Required work: Pull out every line of the data below word for word, leaving out the pictures.
>> START Information provided
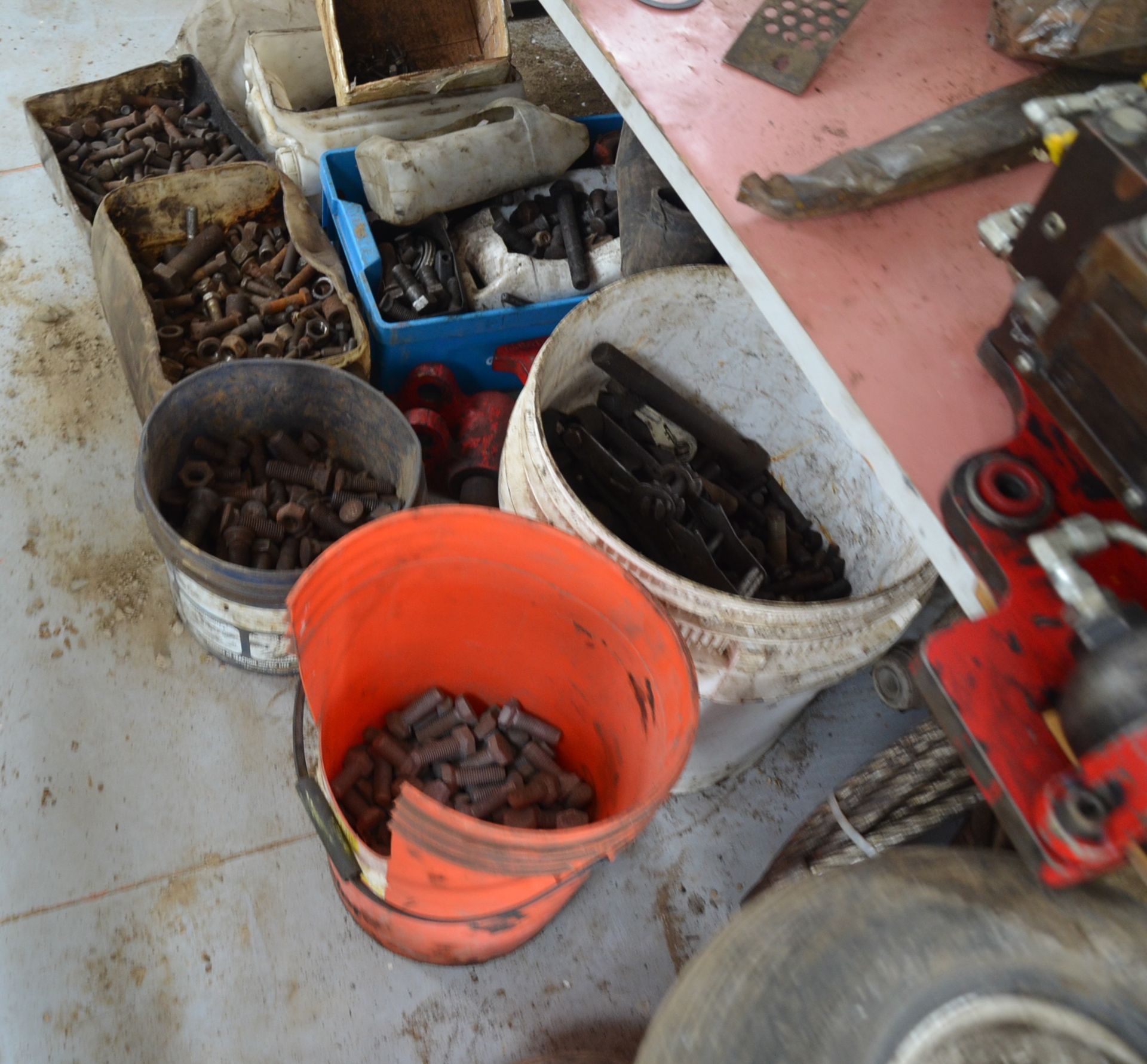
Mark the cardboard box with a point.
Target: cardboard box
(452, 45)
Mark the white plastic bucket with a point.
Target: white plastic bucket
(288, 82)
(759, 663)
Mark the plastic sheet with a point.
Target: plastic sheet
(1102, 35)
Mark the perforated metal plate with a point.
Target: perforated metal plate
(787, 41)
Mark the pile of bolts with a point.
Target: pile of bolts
>> END Information provided
Solution for this task:
Mark the cardboard box with a point.
Target: cardboard box
(452, 45)
Mark the white plastic bucket with a point.
Target: white plastic bucket
(288, 82)
(759, 663)
Mark the plastic sheet with a point.
Target: plastic sheet
(1102, 35)
Mark the perforated metal plate with a point.
Target: perforated metal plate
(787, 41)
Mark the pile of bolts with a point.
Target: pile of bolts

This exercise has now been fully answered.